Supplied information START

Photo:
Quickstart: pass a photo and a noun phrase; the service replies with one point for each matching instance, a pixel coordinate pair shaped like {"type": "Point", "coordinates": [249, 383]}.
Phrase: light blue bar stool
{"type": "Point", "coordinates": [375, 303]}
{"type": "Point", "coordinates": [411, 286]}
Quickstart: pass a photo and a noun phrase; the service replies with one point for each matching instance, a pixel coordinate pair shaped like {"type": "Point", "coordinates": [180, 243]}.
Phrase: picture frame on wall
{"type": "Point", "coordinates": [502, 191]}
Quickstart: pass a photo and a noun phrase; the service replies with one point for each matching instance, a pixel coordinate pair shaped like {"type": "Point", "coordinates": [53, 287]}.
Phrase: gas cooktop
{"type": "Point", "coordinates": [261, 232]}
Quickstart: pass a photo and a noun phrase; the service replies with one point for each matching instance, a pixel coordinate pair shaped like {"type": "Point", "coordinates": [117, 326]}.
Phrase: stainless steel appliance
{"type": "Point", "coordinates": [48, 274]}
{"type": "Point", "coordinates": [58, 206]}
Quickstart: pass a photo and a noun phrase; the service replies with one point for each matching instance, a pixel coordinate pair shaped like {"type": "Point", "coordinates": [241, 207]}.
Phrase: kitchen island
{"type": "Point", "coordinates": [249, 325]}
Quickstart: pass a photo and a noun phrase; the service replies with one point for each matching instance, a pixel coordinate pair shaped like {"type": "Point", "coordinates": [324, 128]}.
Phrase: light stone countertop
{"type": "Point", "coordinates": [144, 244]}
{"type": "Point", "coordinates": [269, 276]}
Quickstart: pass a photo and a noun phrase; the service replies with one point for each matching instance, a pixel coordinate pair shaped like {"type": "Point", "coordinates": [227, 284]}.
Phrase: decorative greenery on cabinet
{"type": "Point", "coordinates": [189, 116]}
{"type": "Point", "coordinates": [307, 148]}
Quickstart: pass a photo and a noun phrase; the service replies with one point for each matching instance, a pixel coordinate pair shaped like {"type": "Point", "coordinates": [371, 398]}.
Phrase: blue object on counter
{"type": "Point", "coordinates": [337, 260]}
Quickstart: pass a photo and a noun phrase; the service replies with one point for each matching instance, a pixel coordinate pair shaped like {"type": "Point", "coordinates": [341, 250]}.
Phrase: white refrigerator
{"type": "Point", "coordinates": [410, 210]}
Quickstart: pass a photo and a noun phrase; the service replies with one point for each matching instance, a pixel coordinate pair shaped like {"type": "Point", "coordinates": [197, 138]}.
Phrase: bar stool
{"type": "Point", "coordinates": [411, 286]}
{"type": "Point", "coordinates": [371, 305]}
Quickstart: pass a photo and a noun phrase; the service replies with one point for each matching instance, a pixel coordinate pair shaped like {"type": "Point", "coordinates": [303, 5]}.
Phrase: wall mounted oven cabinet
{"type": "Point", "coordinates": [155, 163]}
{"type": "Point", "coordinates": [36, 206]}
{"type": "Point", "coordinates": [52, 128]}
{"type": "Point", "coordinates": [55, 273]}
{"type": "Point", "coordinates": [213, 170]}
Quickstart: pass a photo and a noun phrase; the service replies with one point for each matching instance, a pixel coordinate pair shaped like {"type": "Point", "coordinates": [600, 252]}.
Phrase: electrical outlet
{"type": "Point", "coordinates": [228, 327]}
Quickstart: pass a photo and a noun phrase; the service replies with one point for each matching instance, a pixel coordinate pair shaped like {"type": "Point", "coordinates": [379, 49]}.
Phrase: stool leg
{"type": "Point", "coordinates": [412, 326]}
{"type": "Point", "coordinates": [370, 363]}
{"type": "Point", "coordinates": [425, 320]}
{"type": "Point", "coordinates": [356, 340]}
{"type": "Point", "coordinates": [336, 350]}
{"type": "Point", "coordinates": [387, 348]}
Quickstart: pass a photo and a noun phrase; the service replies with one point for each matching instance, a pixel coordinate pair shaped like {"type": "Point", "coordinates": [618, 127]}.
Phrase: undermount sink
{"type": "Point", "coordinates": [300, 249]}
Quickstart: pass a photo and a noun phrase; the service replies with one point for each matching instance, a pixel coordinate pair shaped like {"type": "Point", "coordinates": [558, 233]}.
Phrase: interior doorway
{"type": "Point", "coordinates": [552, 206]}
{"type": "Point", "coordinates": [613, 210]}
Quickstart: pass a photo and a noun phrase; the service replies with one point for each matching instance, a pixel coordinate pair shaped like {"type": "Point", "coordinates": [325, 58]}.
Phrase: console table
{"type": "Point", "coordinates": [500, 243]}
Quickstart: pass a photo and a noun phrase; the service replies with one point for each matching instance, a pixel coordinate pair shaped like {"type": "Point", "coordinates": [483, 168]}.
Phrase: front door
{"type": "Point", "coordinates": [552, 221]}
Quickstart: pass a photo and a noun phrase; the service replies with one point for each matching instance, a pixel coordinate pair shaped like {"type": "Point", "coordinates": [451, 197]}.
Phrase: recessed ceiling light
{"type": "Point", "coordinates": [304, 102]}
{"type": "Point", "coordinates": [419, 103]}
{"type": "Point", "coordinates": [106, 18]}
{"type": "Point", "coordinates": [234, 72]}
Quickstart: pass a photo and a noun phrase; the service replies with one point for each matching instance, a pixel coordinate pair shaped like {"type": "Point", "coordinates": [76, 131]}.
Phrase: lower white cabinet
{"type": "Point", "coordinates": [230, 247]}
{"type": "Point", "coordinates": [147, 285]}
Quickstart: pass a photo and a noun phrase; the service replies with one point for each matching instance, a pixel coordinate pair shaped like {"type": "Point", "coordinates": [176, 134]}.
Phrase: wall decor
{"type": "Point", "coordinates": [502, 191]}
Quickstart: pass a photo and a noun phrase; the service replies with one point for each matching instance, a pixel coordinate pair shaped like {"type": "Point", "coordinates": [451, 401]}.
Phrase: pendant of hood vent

Supplied information END

Task =>
Set down the records again in full. Match them exactly.

Written response =>
Photo:
Quickstart: pass a photo and a noun phrase; the service replies with one point for each matching instance, a pixel coordinate pair shaped like {"type": "Point", "coordinates": [249, 383]}.
Phrase: light blue bar stool
{"type": "Point", "coordinates": [375, 303]}
{"type": "Point", "coordinates": [411, 286]}
Quickstart: pass a photo and a noun phrase; the service replies with one point for each matching instance, a pixel coordinate pair shaped like {"type": "Point", "coordinates": [180, 243]}.
Phrase: picture frame on wall
{"type": "Point", "coordinates": [502, 191]}
Quickstart: pass a photo and a noun phrase; the service replies with one point for each matching instance, a pixel coordinate pair shaped like {"type": "Point", "coordinates": [53, 287]}.
Phrase: gas cooktop
{"type": "Point", "coordinates": [261, 232]}
Quickstart: pass a photo and a noun phrase; the service replies with one point for each matching instance, a pixel coordinate pair shaped like {"type": "Point", "coordinates": [117, 326]}.
Phrase: stainless steel appliance
{"type": "Point", "coordinates": [48, 274]}
{"type": "Point", "coordinates": [58, 206]}
Quickstart: pass a photo and a noun phrase; the service replies with one point for each matching instance, a pixel coordinate pair shaped like {"type": "Point", "coordinates": [241, 207]}.
Phrase: kitchen island
{"type": "Point", "coordinates": [249, 325]}
Quickstart: pass a photo and a noun phrase; the service replies with one point for each matching instance, a pixel coordinate pair shaped like {"type": "Point", "coordinates": [324, 128]}.
Phrase: light stone countertop
{"type": "Point", "coordinates": [144, 244]}
{"type": "Point", "coordinates": [269, 276]}
Quickstart: pass a photo and a noun phrase; the service replies with one point for each matching instance, a pixel coordinate pair shaped like {"type": "Point", "coordinates": [227, 284]}.
Phrase: decorative greenery on cabinet
{"type": "Point", "coordinates": [189, 116]}
{"type": "Point", "coordinates": [307, 148]}
Quickstart: pass a photo and a noun phrase; the service replies with one point for each matching instance, a pixel coordinate pair shaped like {"type": "Point", "coordinates": [371, 398]}.
Phrase: blue object on counter
{"type": "Point", "coordinates": [337, 260]}
Quickstart: pass a photo and a noun phrase; the service replies with one point for each matching instance, a pixel coordinate pair shaped like {"type": "Point", "coordinates": [341, 250]}.
Phrase: white refrigerator
{"type": "Point", "coordinates": [410, 210]}
Quickstart: pass a photo and a noun phrase; the service replies with one point for each matching instance, a pixel coordinate pair shaped like {"type": "Point", "coordinates": [197, 138]}.
Phrase: bar stool
{"type": "Point", "coordinates": [411, 286]}
{"type": "Point", "coordinates": [371, 305]}
Quickstart: pass a photo and a noun phrase; the service replies with one point for each matching instance, a pixel coordinate pair shaped like {"type": "Point", "coordinates": [303, 5]}.
Phrase: wall mounted oven cabinet
{"type": "Point", "coordinates": [155, 163]}
{"type": "Point", "coordinates": [36, 206]}
{"type": "Point", "coordinates": [52, 128]}
{"type": "Point", "coordinates": [55, 273]}
{"type": "Point", "coordinates": [213, 170]}
Quickstart: pass a photo and a noun phrase; the service replies with one point for each matching instance, a pixel coordinate pair shaped like {"type": "Point", "coordinates": [600, 252]}.
Phrase: electrical outlet
{"type": "Point", "coordinates": [228, 327]}
Quickstart: pass a photo and a noun phrase; the service replies with one point for each matching instance, a pixel coordinate pair shaped like {"type": "Point", "coordinates": [379, 49]}.
Phrase: stool leg
{"type": "Point", "coordinates": [412, 326]}
{"type": "Point", "coordinates": [370, 363]}
{"type": "Point", "coordinates": [425, 320]}
{"type": "Point", "coordinates": [356, 340]}
{"type": "Point", "coordinates": [336, 350]}
{"type": "Point", "coordinates": [387, 348]}
Quickstart: pass a photo and a noun phrase; the service replies with one point for each matching instance, a pixel coordinate pair shaped like {"type": "Point", "coordinates": [618, 127]}.
Phrase: undermount sink
{"type": "Point", "coordinates": [300, 249]}
Quickstart: pass a photo and a noun phrase; the service replies with one point for each matching instance, a pixel coordinate pair shaped like {"type": "Point", "coordinates": [558, 233]}.
Phrase: interior doorway
{"type": "Point", "coordinates": [552, 206]}
{"type": "Point", "coordinates": [613, 210]}
Quickstart: pass a photo and a noun phrase; the service replies with one point for each matching instance, a pixel coordinate pair shaped like {"type": "Point", "coordinates": [325, 58]}.
Phrase: console table
{"type": "Point", "coordinates": [500, 243]}
Quickstart: pass a photo and a noun phrase; the service replies with one point for each matching instance, a pixel coordinate pair shaped like {"type": "Point", "coordinates": [483, 168]}.
Phrase: front door
{"type": "Point", "coordinates": [552, 221]}
Quickstart: pass a photo and a noun phrase; the service replies with one point for each matching instance, a pixel coordinate pair shaped like {"type": "Point", "coordinates": [451, 197]}.
Phrase: recessed ceiling light
{"type": "Point", "coordinates": [304, 102]}
{"type": "Point", "coordinates": [419, 103]}
{"type": "Point", "coordinates": [106, 18]}
{"type": "Point", "coordinates": [234, 72]}
Quickstart: pass a photo and a noun phrase; the service replies with one point for each matching instance, a pixel coordinate pair shaped like {"type": "Point", "coordinates": [76, 131]}.
Phrase: lower white cabinet
{"type": "Point", "coordinates": [230, 247]}
{"type": "Point", "coordinates": [147, 285]}
Quickstart: pass a photo and a noun phrase; the service replies with one point for each matching instance, a pixel coordinate pair shaped like {"type": "Point", "coordinates": [176, 134]}.
Phrase: wall decor
{"type": "Point", "coordinates": [502, 191]}
Quickstart: pass a photo and a noun phrase; the service replies with one point for each matching instance, a pixel coordinate pair shaped like {"type": "Point", "coordinates": [451, 401]}.
Phrase: pendant of hood vent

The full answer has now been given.